What is something you wish you had known when you first started your theatre company?
Kummer: Starting an LLC is expensive! Ha! We were like, “yeah, let’s do this,” and we had no idea what we were doing. We have learned so much along the way, so we can’t say we regret anything, but it would have been a lot easier if we had someone who knew what they were doing.
Billingsley: Doing what you love is a lot of doing things you don’t love in the process. You have to spend a lot of money, have a lot of hard conversations, do taxes, and other not fun stuff. However, if you really love the product you’re putting out, pushing to make your dream a reality will always be worth it.
How do you approach writing a solo performance piece?
Kummer: Free writing!! I just throw everything on the page. Scratch paper and journals have been my best friends through these past four years. I type it all up, and then delete or add what is needed. By the third rehearsal I usually doubt everything I wrote, but Riley always reassures me that I am on the path to success. So grateful for her!
Billingsley: I also love free writing — I usually write three pieces that never see the light of day for every one piece I actually perform! I try not to judge myself when writing and just let it happen. Even though it’s a personal piece, the collaboration of the other performers always helps me make my piece the best it can be, so I always know that whatever I write, I will get constructive feedback during the rehearsal process to make my piece better.

Data records ::
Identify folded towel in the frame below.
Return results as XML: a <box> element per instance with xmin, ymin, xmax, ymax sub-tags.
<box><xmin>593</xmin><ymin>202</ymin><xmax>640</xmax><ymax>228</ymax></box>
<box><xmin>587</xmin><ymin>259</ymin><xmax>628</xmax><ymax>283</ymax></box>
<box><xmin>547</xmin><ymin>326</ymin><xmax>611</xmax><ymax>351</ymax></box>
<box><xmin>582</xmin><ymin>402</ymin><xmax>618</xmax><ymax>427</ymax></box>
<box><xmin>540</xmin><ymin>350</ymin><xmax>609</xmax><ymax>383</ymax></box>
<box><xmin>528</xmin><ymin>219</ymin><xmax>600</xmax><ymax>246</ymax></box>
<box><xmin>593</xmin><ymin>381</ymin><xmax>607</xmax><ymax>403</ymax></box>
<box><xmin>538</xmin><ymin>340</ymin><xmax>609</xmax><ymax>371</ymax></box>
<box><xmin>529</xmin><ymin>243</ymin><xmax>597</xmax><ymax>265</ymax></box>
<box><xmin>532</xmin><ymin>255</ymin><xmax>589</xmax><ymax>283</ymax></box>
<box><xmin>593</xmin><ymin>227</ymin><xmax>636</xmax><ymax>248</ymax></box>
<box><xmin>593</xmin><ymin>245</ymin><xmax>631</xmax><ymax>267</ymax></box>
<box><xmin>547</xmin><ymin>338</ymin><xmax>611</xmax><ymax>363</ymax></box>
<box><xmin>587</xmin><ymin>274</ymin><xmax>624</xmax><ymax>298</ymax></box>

Exercise set ::
**A.** From the interview, list the specific things Billingsley says you have to do in the process of doing what you love.
**B.** Copy the part of the interview that opens with the words containing "What is something" and closes with "solo performance piece?".

Completed exercise ::
**A.**
- Spend a lot of money
- Have a lot of hard conversations
- Do taxes

**B.**
What is something you wish you had known when you first started your theatre company?
Kummer: Starting an LLC is expensive! Ha! We were like, “yeah, let’s do this,” and we had no idea what we were doing. We have learned so much along the way, so we can’t say we regret anything, but it would have been a lot easier if we had someone who knew what they were doing.
Billingsley: Doing what you love is a lot of doing things you don’t love in the process. You have to spend a lot of money, have a lot of hard conversations, do taxes, and other not fun stuff. However, if you really love the product you’re putting out, pushing to make your dream a reality will always be worth it.
How do you approach writing a solo performance piece?